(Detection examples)
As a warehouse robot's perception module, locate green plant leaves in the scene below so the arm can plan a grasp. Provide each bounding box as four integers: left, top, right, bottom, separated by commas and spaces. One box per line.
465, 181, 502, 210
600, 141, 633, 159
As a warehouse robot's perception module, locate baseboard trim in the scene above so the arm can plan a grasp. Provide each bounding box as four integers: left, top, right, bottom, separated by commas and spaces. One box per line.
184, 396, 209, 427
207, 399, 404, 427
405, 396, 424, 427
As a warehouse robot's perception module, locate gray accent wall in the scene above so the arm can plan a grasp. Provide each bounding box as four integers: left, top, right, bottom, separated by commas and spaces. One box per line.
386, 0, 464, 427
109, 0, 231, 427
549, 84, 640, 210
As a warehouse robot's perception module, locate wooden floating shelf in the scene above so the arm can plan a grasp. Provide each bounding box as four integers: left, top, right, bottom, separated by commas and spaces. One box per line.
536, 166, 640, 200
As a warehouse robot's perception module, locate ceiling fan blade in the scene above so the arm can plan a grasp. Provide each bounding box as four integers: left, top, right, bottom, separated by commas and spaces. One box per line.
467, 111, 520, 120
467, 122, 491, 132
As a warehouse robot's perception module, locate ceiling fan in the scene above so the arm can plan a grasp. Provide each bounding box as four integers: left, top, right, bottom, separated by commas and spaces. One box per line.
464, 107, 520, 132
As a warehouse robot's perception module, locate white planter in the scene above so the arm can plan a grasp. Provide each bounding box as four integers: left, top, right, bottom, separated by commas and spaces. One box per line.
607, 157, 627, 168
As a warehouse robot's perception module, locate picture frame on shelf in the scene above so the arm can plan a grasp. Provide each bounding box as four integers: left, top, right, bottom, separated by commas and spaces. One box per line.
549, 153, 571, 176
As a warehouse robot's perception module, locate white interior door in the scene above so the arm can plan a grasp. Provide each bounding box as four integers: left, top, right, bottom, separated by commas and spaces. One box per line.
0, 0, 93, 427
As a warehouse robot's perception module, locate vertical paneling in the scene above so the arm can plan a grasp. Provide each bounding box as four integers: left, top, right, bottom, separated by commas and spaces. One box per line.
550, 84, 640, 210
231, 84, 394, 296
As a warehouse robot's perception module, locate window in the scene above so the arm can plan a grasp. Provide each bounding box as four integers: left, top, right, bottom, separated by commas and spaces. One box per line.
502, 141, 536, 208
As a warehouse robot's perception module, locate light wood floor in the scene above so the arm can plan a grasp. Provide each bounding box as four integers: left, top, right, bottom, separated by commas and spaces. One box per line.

* **DIRECTIVE**: Reproduce only the part of the material above that opens with the line containing "As a warehouse robot's perception module, locate wooden" and closes with the line containing "467, 122, 491, 132", keeping every line in that part. Increase each bounding box coordinate by 31 and leave all other text unchanged.

* **EXERCISE OUTPUT**:
As a warehouse robot's perception module, locate wooden floating shelf in the scene above so the arm can plan a grasp. Provide each bounding box as four integers: left, top, right, bottom, separated by commas and spaces. One box per line.
567, 197, 671, 231
As a warehouse robot's perception module, locate ceiling fan blade in the scene above so the arm can plan a grasp. Provide each bounding box as four integers: left, top, right, bottom, separated by commas and spaces. One box per line.
498, 142, 551, 151
498, 153, 522, 163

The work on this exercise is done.